> [DO THIS]: Please show every line below that contains the word "street".

> [DATA SUPPLIED]:
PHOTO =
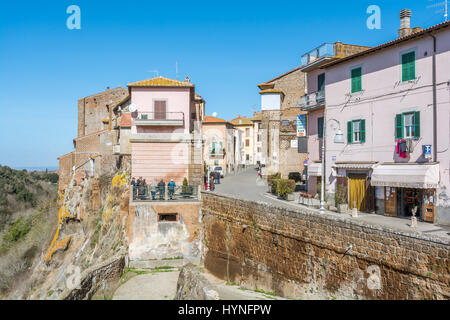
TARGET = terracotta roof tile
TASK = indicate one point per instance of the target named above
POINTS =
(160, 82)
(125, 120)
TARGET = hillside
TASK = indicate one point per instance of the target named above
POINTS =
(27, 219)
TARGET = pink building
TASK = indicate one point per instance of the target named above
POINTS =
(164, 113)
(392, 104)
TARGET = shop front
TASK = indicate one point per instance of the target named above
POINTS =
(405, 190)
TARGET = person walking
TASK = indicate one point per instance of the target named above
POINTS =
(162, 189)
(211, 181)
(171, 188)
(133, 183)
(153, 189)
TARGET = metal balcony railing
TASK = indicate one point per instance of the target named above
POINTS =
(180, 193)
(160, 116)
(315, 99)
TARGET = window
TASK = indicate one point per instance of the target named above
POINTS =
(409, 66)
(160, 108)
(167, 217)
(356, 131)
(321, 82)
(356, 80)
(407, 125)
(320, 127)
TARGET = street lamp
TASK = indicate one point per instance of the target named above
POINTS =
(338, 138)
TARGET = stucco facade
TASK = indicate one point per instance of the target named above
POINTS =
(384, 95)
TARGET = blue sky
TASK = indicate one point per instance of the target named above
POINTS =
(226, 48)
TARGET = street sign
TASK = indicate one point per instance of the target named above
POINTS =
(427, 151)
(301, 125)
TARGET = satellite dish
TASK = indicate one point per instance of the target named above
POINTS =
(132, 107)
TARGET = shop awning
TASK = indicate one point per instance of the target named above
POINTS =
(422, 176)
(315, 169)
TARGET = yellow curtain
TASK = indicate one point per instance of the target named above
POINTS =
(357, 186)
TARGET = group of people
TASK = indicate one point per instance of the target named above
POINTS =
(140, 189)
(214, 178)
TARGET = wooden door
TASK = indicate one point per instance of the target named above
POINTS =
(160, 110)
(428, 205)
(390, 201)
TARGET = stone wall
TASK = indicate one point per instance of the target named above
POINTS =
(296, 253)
--
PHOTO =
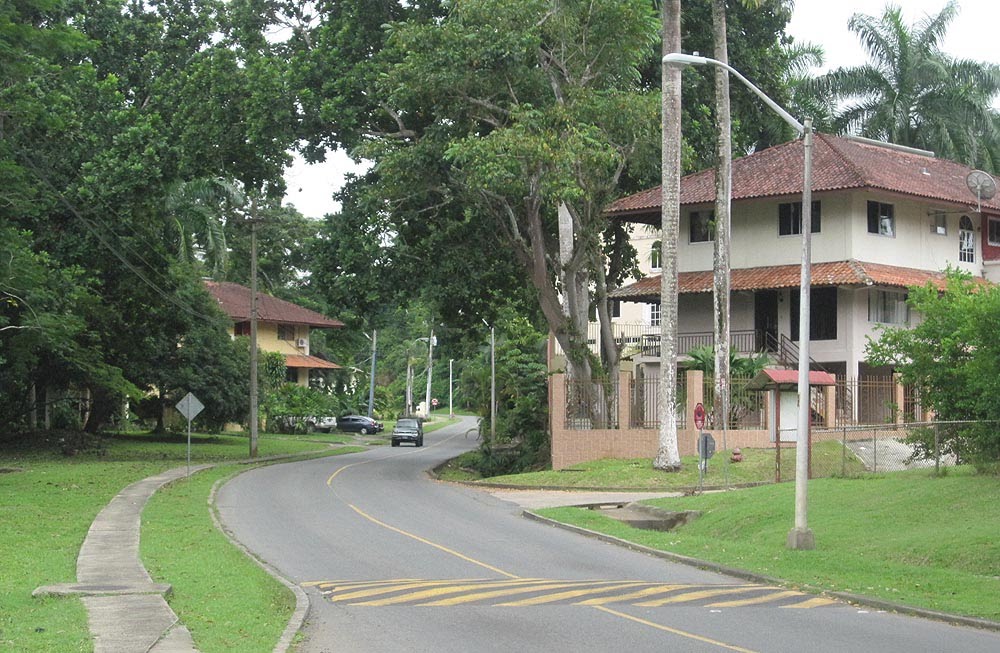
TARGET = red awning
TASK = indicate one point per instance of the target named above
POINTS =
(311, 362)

> [FINISHED TASK]:
TARGET = street lamp
TARGET = street sign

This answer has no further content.